> **Exercise 1**: Report every line of the records that contains the word "apartment", copying each such line in full.

> **Document segment**:
--
Dar is Salaam. Shortage of teachers for primary schools in Tanzania has increased by almost four times over the past five years.
The shortage has jumped from 14,180 in 2014 to 53,087, according to government data.
The data indicates that the shortage is partly the result of the country’s free education policy, which has pushed up student enrolment by 21.8 per cent.
The latest basic education statistics report released in 2018 shows that new primary school enrolment stood at 10.11 million pupils between 2004 and 2018.
The numbers suggest that nearly one million new entrants per year largely because of scrapping school levies, which had been keeping children from poor families away from school.
But, stakeholders say the government has not matched the high enrolment figures with the requisite number of teachers.
The deputy minister of State in the President’s Office (Regional Administration and Local Government), Mwita Waitara, told Parliament in May 2019 that 3,089 primary school teachers were employed that year.
On Friday, the Education ministry permanent secretary, Dr Leonard Akwilapo, told The Citizen that plans are under way to employ 8,000 more teachers.
However, the additional teachers are still inadequate to meet the required teacher-pupil ratio of 1:40. overcrowded classrooms has adversely impacted the quality learning, with one teacher currently handling up to 250 students in places such as Geita and Kigoma Regions.
The recently-announced Standard Seven national examination results largely confirm that schools experiencing less crowding or with a better teacher/pupil ratio, performed well.
Rural based primary schools were worst affected than those in urban areas.
Comparing performance in terms of PTR
There were two schools that had a Pupil/Teacher Ratio (PTR) of over 200: Namandula Primary School located in Bukombe District in Geita, with PTR of 253.8. This means one teacher handled a class of more than 250 students.
The school had 3,300 students and 13 teachers until June 2018. In the 2018 primary education national examination results, the data collected in this school, in the category of schools with more than 40 pupils per class, had an average of 124.95 marks.
There were 87 candidates. In the results, the school was ranked 52nd out of 59 in Bukombe District, 353 out of 389 regionally and 5,588 out of 10,090 nationally.
--
> **Material provided**:

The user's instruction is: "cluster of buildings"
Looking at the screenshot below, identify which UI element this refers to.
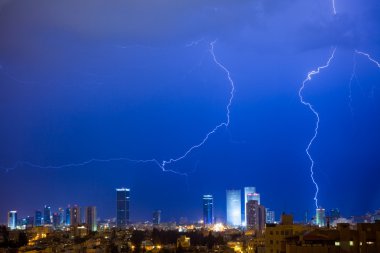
[8,205,97,231]
[4,187,380,253]
[203,187,275,231]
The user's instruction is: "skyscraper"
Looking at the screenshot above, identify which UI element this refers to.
[44,205,51,224]
[152,210,161,225]
[203,195,214,225]
[246,200,266,233]
[65,206,71,226]
[315,208,326,227]
[226,190,241,226]
[70,205,81,226]
[34,210,42,227]
[86,206,98,232]
[116,188,130,227]
[53,212,61,228]
[244,186,260,225]
[265,208,275,224]
[8,211,17,229]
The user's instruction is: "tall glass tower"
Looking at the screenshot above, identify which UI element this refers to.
[203,195,214,225]
[244,187,260,225]
[44,205,51,224]
[226,190,241,226]
[315,207,326,227]
[116,188,130,227]
[8,211,17,229]
[86,206,98,232]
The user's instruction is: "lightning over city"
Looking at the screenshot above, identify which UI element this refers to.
[0,0,380,231]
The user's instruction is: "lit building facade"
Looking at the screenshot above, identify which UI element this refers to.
[86,206,98,232]
[226,190,241,226]
[70,206,81,226]
[116,188,130,227]
[265,208,276,224]
[315,208,326,227]
[34,210,42,227]
[203,195,214,225]
[8,211,17,229]
[65,207,71,226]
[246,200,266,233]
[243,186,260,226]
[44,205,51,225]
[152,210,161,225]
[53,212,61,228]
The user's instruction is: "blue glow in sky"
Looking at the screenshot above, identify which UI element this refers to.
[0,0,380,222]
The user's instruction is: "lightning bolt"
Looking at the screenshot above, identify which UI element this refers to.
[348,53,357,116]
[161,41,235,170]
[2,40,235,176]
[298,48,336,208]
[355,50,380,68]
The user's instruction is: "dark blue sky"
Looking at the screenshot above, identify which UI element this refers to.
[0,0,380,222]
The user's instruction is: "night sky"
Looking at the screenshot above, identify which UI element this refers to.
[0,0,380,222]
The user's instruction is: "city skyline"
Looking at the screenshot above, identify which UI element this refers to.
[0,0,380,223]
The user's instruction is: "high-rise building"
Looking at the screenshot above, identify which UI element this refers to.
[315,208,326,227]
[203,195,214,225]
[86,206,98,232]
[58,208,66,226]
[152,210,161,225]
[70,205,81,226]
[246,200,266,233]
[243,186,260,225]
[226,190,241,226]
[116,188,130,227]
[65,206,71,226]
[53,212,61,228]
[25,216,34,228]
[44,205,51,224]
[266,208,276,224]
[34,210,42,227]
[330,208,340,221]
[8,211,17,229]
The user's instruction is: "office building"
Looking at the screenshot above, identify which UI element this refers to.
[25,216,34,228]
[44,205,51,224]
[70,205,81,226]
[86,206,98,232]
[243,186,260,225]
[265,208,276,224]
[34,210,42,227]
[8,211,17,229]
[330,208,340,221]
[116,188,130,228]
[203,195,214,226]
[65,206,71,226]
[226,190,241,227]
[315,208,326,227]
[152,210,161,225]
[53,213,61,228]
[246,200,266,234]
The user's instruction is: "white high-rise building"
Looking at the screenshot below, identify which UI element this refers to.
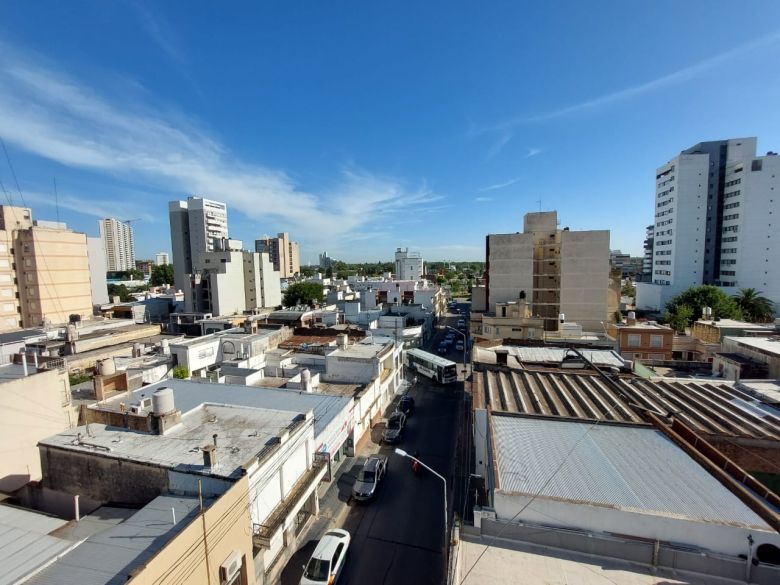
[637,138,780,309]
[98,217,135,272]
[168,197,228,298]
[395,248,425,280]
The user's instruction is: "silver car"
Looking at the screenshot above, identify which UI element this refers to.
[352,455,387,500]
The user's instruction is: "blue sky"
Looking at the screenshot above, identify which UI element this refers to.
[0,0,780,263]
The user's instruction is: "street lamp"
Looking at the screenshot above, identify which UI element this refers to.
[395,447,449,555]
[447,325,467,372]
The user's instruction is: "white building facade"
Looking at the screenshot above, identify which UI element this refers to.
[637,138,780,309]
[98,217,135,272]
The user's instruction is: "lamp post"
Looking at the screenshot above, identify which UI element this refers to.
[395,447,449,558]
[447,325,467,380]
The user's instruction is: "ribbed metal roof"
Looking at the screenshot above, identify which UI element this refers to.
[492,415,771,530]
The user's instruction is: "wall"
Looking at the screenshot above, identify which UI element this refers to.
[128,477,256,585]
[0,365,76,492]
[493,490,780,555]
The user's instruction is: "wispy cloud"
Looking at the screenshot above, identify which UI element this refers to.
[477,177,520,193]
[0,43,442,249]
[490,30,780,128]
[525,148,544,158]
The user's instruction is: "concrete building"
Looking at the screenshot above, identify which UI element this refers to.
[98,217,135,272]
[14,221,92,327]
[190,239,282,315]
[87,236,108,305]
[0,355,76,492]
[609,314,674,360]
[255,232,301,278]
[637,138,780,309]
[168,197,228,294]
[395,248,425,280]
[486,211,610,331]
[0,205,32,332]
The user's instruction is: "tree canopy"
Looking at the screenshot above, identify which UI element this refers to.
[733,288,775,323]
[282,282,323,307]
[664,284,743,332]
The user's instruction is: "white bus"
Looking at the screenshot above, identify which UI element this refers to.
[406,348,458,384]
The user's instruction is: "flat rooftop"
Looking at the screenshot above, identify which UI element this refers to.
[91,378,352,445]
[459,532,744,585]
[25,495,204,585]
[492,415,772,531]
[39,404,304,479]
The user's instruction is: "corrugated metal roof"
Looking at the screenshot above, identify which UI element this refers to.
[0,505,74,585]
[492,416,771,530]
[26,496,198,585]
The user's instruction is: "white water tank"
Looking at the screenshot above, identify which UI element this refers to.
[98,358,116,376]
[152,387,176,416]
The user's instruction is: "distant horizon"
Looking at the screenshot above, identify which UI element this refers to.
[0,0,780,262]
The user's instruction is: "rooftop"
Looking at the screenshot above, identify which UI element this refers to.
[39,404,304,479]
[26,495,204,585]
[90,378,351,444]
[724,336,780,357]
[493,416,772,531]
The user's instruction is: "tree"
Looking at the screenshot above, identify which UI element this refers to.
[733,288,775,323]
[149,264,173,286]
[664,284,742,331]
[282,282,322,307]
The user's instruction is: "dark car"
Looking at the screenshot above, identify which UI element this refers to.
[352,455,387,500]
[382,412,406,444]
[396,396,414,418]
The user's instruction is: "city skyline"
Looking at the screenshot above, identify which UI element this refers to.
[0,2,780,264]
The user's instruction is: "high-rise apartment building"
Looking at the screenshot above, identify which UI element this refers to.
[168,197,228,295]
[255,232,301,278]
[98,217,135,272]
[395,248,425,280]
[486,211,608,331]
[637,138,780,309]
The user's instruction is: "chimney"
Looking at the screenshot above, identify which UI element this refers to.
[203,445,217,468]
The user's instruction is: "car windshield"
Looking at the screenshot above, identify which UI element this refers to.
[358,469,376,483]
[304,558,330,582]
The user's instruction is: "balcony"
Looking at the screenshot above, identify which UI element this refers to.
[252,453,328,548]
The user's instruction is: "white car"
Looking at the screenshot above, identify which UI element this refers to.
[301,528,350,585]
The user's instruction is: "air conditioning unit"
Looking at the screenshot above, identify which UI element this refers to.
[219,550,241,583]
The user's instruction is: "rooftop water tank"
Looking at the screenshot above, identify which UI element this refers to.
[152,387,176,416]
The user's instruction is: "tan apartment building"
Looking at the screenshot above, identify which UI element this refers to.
[609,318,674,360]
[14,222,92,327]
[485,211,610,331]
[255,232,301,278]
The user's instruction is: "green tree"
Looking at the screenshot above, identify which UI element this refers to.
[149,264,173,286]
[173,366,190,380]
[282,282,322,307]
[664,284,742,331]
[734,288,775,323]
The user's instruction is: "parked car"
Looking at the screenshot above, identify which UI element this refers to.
[396,396,414,418]
[352,455,387,501]
[301,528,350,585]
[382,412,406,444]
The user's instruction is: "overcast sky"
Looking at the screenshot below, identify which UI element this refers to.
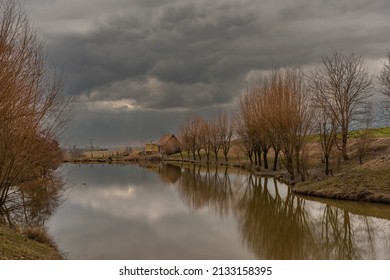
[25,0,390,147]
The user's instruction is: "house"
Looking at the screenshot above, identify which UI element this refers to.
[157,134,181,155]
[145,143,160,154]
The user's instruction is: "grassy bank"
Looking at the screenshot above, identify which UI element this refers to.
[0,225,62,260]
[293,137,390,203]
[67,131,390,203]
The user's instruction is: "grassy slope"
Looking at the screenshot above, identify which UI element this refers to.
[0,225,62,260]
[293,135,390,203]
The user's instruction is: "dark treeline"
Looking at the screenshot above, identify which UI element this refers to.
[0,0,70,214]
[178,51,390,181]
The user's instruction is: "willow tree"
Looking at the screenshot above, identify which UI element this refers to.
[0,0,70,205]
[310,51,372,160]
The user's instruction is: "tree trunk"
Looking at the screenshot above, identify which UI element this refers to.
[263,149,268,169]
[273,150,280,171]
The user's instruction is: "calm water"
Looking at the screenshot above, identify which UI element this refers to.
[47,164,390,259]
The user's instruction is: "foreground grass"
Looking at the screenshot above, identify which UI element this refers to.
[0,225,62,260]
[293,137,390,203]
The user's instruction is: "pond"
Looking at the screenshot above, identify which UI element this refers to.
[47,164,390,260]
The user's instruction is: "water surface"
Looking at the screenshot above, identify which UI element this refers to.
[48,164,390,259]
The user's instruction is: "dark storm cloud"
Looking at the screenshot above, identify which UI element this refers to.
[28,0,390,144]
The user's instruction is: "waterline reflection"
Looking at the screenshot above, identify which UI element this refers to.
[50,164,390,259]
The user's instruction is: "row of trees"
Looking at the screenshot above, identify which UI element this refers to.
[0,0,70,205]
[178,113,234,162]
[179,51,390,180]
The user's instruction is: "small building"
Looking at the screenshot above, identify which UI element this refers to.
[157,134,181,155]
[145,143,160,154]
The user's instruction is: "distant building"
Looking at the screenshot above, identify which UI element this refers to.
[145,143,160,154]
[157,134,181,155]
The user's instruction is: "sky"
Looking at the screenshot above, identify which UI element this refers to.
[25,0,390,147]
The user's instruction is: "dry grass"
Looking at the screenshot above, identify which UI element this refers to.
[293,137,390,203]
[0,225,63,260]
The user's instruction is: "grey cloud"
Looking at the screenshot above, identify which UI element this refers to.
[28,0,390,144]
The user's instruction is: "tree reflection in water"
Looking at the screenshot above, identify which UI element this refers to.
[177,165,234,216]
[160,165,388,259]
[0,172,65,228]
[237,176,317,259]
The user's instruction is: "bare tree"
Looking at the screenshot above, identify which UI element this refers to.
[314,104,336,175]
[378,51,390,97]
[310,51,372,160]
[356,103,373,164]
[218,113,234,161]
[0,0,70,204]
[378,51,390,119]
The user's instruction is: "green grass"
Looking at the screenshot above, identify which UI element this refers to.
[0,225,62,260]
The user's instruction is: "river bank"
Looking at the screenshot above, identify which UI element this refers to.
[0,225,63,260]
[65,136,390,203]
[292,137,390,203]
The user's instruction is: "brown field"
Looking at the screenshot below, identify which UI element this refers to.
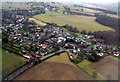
[15,62,91,80]
[90,57,118,80]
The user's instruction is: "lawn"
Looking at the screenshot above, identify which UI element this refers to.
[29,18,46,26]
[34,11,114,32]
[2,50,25,76]
[44,52,76,67]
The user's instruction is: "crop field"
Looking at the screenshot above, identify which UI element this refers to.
[15,62,91,80]
[2,2,30,10]
[2,50,25,76]
[90,57,118,80]
[34,11,114,32]
[44,52,76,67]
[29,18,46,26]
[77,60,106,80]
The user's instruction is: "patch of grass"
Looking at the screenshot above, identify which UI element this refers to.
[29,18,46,26]
[2,50,25,77]
[76,60,106,80]
[44,52,76,67]
[34,11,114,32]
[107,56,120,62]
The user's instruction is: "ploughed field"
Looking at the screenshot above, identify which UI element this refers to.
[34,11,114,32]
[90,57,118,80]
[15,62,91,80]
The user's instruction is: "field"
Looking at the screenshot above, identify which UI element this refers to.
[29,18,46,26]
[2,50,24,76]
[77,60,106,80]
[44,52,76,67]
[2,2,30,10]
[15,62,91,80]
[34,11,114,32]
[90,57,118,80]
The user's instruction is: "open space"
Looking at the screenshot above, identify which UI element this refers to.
[29,18,46,26]
[2,50,25,76]
[90,57,118,80]
[34,11,113,32]
[15,62,91,80]
[44,52,76,67]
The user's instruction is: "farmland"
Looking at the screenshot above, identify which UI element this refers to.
[44,52,76,67]
[29,18,46,26]
[2,50,24,76]
[90,57,118,80]
[34,11,114,32]
[15,62,91,80]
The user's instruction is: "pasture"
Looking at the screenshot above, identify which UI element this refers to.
[34,11,114,32]
[44,52,76,67]
[29,18,46,26]
[15,62,91,80]
[2,50,25,76]
[90,57,118,80]
[76,60,106,80]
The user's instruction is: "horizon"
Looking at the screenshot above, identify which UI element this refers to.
[2,0,120,4]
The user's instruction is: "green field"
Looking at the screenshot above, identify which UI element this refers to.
--
> **Exercise 2**: For each statement below, state whether it agrees with the article on Tanzania's teacher shortage, answering yes or no and quoting the deciding words of the article: (a) the shortage of primary school teachers rose from 14,180 in 2014 to 53,087; (b) Namandula Primary School is located in Kigoma Region; (c) the Education ministry plans to employ 3,089 more teachers.

> **Task response 1**:
The user's instruction is: "high-rise apartment building"
The user's instruction is: "tan apartment building"

> **Task response 2**:
(a) Yes: "The shortage has jumped from 14,180 in 2014 to 53,087"
(b) No: "Namandula Primary School located in Bukombe District in Geita"
(c) No: "plans are under way to employ 8,000 more teachers"